= The tasks =
1. From the article on the St. Mark's Square excavations, list every date or year it mentions.
2. Rewrite the St. Mark's Square excavation article, starting at the words "Venice Archaeology, Excavations" and ending after "(subtitles in English)", with "paving stones" changed to "pavement slabs".
3. Write what comes next in the article on the Piazza San Marco digs, after its final sentence.

Sunday 28 April 2024

Venice Archaeology, Excavations in St. Mark’s Square: Disappeared Structures and Market Coins

In Evidenza

The archaeology of Piazza San Marco, one of the world’s most renowned locations, is far from well understood. However, ongoing excavation surveys between 2023 and 2024, taking advantage of the restoration of the paving stones (known as masegni) by the municipality of Venice, are enriching the history of the heart of the Serenissima with significant archaeological data.

Watch the video report on the update of archaeological excavations in Piazza San Marco (subtitles in English)

The market, San Geminiano, and the ancient inhabitants of Venice

On March 20, archaeologists excavating in front of Caffè Quadri found the first coin to emerge from the archaeological dig in recent years at San Marco. It is currently illegible, awaiting possible restoration “miracles”, but is undoubtedly of little value, essentially a marketplace coin.

= Material shown =
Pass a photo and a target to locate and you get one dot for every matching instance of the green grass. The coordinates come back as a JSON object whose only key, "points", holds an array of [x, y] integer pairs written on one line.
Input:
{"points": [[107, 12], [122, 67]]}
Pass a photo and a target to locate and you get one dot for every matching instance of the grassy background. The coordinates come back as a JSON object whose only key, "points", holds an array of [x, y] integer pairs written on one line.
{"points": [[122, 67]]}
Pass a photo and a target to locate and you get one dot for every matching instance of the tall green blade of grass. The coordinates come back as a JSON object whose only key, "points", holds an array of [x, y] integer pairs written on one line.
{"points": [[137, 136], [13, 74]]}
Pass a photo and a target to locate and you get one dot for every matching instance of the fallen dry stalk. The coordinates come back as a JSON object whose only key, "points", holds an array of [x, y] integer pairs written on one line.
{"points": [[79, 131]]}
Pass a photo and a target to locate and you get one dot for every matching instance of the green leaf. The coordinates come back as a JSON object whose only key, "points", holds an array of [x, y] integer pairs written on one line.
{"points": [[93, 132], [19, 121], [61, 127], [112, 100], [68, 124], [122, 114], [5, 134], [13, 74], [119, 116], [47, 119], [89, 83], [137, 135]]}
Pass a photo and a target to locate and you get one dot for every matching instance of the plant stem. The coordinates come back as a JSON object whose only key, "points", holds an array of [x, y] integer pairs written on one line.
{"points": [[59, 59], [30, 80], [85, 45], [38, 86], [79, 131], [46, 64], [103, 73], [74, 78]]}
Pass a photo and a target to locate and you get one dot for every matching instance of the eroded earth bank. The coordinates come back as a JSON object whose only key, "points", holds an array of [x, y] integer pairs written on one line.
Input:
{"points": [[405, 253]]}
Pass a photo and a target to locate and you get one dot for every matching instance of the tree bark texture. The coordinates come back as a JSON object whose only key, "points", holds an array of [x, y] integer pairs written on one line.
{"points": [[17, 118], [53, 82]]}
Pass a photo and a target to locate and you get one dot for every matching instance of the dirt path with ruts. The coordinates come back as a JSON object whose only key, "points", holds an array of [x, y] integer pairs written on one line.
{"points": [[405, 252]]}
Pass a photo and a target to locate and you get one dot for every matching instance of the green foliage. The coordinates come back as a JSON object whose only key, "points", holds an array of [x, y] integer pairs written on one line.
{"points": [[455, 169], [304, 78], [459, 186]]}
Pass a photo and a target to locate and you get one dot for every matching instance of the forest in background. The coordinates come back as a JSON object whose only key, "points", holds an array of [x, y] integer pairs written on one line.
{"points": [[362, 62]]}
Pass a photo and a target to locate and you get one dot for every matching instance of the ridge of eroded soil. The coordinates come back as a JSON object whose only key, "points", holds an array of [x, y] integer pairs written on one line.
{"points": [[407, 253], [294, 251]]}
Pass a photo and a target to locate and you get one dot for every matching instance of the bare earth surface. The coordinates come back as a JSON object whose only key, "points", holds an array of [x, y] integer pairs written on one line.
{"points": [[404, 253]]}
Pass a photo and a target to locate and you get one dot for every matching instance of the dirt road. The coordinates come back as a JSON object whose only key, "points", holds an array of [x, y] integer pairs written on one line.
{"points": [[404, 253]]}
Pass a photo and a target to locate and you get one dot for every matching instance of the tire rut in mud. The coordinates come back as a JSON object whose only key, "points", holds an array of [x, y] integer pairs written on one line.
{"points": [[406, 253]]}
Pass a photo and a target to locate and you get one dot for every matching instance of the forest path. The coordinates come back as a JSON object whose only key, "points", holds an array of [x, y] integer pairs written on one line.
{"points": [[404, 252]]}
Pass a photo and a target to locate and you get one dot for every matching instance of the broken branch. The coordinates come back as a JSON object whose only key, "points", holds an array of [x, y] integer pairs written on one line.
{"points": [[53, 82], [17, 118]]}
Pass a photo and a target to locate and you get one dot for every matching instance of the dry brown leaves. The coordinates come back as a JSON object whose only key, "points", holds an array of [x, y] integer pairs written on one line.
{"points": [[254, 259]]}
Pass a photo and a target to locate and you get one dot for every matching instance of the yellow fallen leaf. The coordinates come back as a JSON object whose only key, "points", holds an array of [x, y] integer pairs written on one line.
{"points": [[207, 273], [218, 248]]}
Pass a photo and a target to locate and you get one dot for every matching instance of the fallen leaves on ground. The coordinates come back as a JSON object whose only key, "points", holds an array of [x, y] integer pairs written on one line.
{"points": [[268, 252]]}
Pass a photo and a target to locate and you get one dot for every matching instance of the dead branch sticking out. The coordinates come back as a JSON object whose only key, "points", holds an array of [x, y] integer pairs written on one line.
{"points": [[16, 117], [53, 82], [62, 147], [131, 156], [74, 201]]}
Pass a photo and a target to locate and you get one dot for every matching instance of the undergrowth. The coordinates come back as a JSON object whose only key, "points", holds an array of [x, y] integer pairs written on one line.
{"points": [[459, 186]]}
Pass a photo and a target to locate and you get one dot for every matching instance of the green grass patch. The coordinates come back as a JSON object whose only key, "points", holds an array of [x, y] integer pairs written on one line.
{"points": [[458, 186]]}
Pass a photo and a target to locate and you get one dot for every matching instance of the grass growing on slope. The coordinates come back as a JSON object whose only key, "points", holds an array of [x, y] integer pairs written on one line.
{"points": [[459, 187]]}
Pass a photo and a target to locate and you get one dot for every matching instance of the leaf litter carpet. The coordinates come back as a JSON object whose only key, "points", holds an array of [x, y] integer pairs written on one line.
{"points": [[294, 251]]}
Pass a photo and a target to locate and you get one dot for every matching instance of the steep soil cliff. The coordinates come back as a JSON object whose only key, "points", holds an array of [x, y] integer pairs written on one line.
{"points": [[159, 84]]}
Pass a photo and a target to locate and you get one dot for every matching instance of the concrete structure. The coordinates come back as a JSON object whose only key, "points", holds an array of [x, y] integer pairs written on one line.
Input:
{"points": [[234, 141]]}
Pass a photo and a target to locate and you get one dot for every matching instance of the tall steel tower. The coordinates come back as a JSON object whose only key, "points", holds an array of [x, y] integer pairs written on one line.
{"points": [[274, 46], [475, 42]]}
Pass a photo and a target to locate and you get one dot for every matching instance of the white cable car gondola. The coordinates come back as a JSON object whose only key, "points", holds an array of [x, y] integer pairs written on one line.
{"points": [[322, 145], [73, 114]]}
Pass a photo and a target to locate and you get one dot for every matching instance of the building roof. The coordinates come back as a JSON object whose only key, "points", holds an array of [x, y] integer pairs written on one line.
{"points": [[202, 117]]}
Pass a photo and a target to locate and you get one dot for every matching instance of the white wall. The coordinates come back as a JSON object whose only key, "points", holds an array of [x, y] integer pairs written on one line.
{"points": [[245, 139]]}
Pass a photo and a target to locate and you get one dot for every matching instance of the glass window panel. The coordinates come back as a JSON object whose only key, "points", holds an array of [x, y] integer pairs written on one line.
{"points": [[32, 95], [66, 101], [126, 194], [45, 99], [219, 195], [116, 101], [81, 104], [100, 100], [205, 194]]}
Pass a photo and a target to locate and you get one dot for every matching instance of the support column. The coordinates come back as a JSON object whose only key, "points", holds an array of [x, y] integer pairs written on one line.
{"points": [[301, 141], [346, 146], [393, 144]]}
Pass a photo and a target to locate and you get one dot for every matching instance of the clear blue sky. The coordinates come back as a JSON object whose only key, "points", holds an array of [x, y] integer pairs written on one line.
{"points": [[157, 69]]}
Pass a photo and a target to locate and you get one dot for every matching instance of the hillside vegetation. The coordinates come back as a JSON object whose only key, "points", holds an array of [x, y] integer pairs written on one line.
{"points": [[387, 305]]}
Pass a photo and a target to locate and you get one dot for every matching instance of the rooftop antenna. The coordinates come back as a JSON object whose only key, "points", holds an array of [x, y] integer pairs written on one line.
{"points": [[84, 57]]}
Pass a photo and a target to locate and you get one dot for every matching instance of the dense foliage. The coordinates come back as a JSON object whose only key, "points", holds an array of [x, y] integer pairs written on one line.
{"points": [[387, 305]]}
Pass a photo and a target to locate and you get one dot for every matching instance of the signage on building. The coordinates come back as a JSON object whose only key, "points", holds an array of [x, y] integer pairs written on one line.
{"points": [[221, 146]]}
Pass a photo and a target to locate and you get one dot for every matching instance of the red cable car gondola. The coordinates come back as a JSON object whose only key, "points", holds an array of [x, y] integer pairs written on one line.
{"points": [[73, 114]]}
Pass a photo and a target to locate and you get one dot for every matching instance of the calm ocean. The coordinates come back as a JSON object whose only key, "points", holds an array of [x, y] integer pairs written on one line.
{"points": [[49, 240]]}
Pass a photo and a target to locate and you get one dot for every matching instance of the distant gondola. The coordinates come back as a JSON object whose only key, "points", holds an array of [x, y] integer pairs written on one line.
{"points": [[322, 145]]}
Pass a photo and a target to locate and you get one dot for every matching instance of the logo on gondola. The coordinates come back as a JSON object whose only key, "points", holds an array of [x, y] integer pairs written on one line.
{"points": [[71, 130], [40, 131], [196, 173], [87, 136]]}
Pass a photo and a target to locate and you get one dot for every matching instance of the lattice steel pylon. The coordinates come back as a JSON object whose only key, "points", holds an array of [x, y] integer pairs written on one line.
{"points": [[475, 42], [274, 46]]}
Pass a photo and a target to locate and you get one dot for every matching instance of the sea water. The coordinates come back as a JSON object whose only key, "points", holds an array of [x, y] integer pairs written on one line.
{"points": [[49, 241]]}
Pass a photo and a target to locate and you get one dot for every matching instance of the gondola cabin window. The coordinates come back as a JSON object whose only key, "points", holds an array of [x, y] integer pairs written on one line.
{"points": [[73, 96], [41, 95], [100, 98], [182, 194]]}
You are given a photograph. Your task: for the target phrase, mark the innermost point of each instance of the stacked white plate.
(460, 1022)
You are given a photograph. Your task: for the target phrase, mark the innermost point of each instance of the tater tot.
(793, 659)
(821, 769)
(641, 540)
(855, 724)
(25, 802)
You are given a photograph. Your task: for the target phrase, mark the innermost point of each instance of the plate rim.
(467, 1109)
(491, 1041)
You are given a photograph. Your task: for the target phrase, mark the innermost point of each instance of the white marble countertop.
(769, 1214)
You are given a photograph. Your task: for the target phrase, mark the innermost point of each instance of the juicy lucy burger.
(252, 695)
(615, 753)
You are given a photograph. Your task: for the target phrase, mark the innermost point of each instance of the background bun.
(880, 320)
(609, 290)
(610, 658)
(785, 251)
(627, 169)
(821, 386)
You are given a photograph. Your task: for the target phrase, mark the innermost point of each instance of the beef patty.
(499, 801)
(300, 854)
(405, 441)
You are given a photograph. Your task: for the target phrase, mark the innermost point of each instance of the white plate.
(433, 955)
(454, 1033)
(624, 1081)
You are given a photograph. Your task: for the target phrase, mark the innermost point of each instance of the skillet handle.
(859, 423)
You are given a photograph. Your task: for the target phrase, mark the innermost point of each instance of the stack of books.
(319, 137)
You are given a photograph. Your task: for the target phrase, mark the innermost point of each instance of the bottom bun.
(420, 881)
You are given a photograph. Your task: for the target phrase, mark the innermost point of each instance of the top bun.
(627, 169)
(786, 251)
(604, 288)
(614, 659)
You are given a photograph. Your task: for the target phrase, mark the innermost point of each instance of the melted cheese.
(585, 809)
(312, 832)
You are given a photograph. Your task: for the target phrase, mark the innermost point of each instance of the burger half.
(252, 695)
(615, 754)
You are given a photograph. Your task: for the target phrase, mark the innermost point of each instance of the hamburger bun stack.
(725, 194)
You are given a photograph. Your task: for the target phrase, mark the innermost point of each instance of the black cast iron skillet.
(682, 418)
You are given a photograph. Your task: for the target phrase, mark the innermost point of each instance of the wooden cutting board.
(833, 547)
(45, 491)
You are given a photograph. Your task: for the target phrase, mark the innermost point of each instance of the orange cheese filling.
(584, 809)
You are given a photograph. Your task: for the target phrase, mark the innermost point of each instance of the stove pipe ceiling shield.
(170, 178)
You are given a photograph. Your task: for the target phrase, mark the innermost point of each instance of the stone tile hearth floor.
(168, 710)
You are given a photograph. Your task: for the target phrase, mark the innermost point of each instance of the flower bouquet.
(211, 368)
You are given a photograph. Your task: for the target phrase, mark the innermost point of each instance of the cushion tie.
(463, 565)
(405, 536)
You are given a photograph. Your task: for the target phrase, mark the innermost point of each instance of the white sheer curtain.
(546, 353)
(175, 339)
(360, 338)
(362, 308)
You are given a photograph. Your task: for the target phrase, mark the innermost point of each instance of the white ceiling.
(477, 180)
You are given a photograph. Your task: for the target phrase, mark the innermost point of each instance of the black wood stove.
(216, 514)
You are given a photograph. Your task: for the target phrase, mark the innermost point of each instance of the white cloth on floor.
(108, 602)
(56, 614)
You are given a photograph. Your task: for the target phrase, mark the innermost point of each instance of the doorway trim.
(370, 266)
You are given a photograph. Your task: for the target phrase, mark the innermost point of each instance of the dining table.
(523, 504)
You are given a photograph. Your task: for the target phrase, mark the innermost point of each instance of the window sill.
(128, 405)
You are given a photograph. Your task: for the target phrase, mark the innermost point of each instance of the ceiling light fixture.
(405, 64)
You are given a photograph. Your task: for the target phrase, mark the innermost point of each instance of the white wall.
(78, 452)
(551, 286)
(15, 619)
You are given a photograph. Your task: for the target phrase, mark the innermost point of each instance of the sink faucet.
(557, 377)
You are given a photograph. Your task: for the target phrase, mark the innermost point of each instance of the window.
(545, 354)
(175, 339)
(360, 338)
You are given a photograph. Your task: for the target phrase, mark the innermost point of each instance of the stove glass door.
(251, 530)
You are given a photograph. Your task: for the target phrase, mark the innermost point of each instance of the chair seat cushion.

= Final results =
1. Sunday 28 April 2024; 2023; 2024; March 20

2.
Venice Archaeology, Excavations in St. Mark’s Square: Disappeared Structures and Market Coins

In Evidenza

The archaeology of Piazza San Marco, one of the world’s most renowned locations, is far from well understood. However, ongoing excavation surveys between 2023 and 2024, taking advantage of the restoration of the pavement slabs (known as masegni) by the municipality of Venice, are enriching the history of the heart of the Serenissima with significant archaeological data.

Watch the video report on the update of archaeological excavations in Piazza San Marco (subtitles in English)

3.
Indeed, beneath the modern pavement, the brick plinths that supported the market stalls in the Square since the Renaissance have emerged. These stalls are still visible in the famous paintings of eighteenth-century vedutisti like Canaletto.

At first glance, the layer appears consistent with medieval dating, but it will be a challenge for numismatists. Certainly, just a few centimeters below the surface, the excavation breathes life into the splendors of the Serenissima, almost allowing one to hear the voices of the vendors and see them at work, thanks also to another small artifact, likely a balance weight.

Furthermore, the excavation, which meticulously follows the repositioning of the paving stones by the municipality after necessary restoration, continues the important work of searching for the lost church of San Geminiano. This church, though with a different building but the same dedication, was depicted in eighteenth-century prints where the Napoleon Wing of the Correr Museum now stands, before Napoleon had it demolished for his representation needs.

Transformations of the square

The medieval chuerch, instead, was demolished by the decision of the doge, namely by those who governed Venice, precisely to create the monumental square we know in front of the Basilica of San Marco.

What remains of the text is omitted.